#### [Travail demandé]
1 > D'après l'extrait sur la clause échappatoire des intérêts publics prépondérants, qu'a refusé le Conseil fédéral lors de l'unique examen de cette disposition jusqu'en juillet 2007 ?
2 > Recopiez tout le passage de l'extrait sur la clause échappatoire, de « 7.1.3 La clause » jusqu'à « (art. 8 LCart.). ».

#### [Extrait fourni]
- - - -
7.1.3 La clause échappatoire des intérêts publics prépondérants


338
Lorsque des accords en matière de concurrence ou des pratiques d'entreprises
ayant une position dominante ont été déclarés illicites, les entreprises
concernées peuvent demander au Conseil fédéral d'autoriser, à titre
exceptionnel, ces pratiques ou ces accords s'ils sont nécessaires à la
sauvegarde d'intérêts publics prépondérants (art. 8 LCart.).
339
Il ne s'agit pas à proprement parler de recours. Les procédures de recours
proprement dites sont prévues aussi bien en procédure civile, lorsque les
tribunaux déclarent une entrave à la concurrence illicite, qu'en procédure
administrative (cf. ci-dessous § 10 et 11). La requête au Conseil fédéral peut
être déposée à n'importe quel stade de la procédure, même après l'arrêt du
Tribunal fédéral.
340
Il faut voir dans cette disposition une autorisation exceptionnelle qui permet
de tempérer l'application des nouveaux principes d'illicéité si vraiment des
intérêts publics prépondérants sont donnés et que l'accord ou la pratique
« illicite » est nécessaire pour la sauvegarde de ces intérêts.
341
Jusqu’en juillet 2007, cette disposition n’a été examinée qu’une seule fois : le
Conseil fédéral a refusé de reconnaître un intérêt public prépondérant à la
fixation du prix des livres.
- - - -
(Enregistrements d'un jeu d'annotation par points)
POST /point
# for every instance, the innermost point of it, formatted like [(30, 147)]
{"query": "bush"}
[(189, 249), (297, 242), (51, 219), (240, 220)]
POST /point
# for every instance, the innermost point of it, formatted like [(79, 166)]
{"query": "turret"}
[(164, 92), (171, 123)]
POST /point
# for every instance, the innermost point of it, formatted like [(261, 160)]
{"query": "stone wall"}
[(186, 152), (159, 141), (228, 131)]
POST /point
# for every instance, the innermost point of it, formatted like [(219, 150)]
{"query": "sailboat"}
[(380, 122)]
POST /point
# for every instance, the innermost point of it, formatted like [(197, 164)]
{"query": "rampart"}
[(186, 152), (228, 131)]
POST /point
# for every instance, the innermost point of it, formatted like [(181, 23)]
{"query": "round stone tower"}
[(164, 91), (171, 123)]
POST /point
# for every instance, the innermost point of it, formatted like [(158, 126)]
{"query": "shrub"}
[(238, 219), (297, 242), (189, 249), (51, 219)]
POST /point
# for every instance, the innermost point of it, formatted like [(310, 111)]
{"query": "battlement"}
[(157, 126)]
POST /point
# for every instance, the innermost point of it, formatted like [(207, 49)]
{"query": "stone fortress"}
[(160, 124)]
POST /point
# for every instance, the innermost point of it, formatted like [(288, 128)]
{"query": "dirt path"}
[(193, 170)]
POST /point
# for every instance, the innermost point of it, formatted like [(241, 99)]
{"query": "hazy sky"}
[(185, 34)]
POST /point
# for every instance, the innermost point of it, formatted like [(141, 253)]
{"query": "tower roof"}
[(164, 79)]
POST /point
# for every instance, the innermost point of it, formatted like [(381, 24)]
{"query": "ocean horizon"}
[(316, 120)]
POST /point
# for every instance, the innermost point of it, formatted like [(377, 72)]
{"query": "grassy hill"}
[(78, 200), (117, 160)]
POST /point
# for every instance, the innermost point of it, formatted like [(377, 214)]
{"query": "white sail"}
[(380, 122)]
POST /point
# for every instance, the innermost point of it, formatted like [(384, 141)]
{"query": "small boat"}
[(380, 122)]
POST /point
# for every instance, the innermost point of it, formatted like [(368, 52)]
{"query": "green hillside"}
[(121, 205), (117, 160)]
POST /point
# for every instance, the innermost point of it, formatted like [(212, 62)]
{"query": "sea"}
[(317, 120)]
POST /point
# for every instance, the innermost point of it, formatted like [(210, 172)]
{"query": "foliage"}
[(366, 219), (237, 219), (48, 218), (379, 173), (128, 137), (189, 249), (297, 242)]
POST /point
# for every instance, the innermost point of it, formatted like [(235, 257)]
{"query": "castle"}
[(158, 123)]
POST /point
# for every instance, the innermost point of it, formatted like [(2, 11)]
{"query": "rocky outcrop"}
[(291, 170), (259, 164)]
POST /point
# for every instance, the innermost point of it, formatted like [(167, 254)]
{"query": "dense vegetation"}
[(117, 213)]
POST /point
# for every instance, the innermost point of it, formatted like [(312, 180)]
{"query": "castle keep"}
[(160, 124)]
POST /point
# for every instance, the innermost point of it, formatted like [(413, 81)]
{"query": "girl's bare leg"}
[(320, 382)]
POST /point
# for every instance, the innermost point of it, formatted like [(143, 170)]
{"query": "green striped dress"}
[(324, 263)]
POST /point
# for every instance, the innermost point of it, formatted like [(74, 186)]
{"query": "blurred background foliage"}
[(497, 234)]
- - - -
#### [Réponses par tâche]
1 > Il a refusé de reconnaître un intérêt public prépondérant à la fixation du prix des livres.

2 >
7.1.3 La clause échappatoire des intérêts publics prépondérants


338
Lorsque des accords en matière de concurrence ou des pratiques d'entreprises
ayant une position dominante ont été déclarés illicites, les entreprises
concernées peuvent demander au Conseil fédéral d'autoriser, à titre
exceptionnel, ces pratiques ou ces accords s'ils sont nécessaires à la
sauvegarde d'intérêts publics prépondérants (art. 8 LCart.).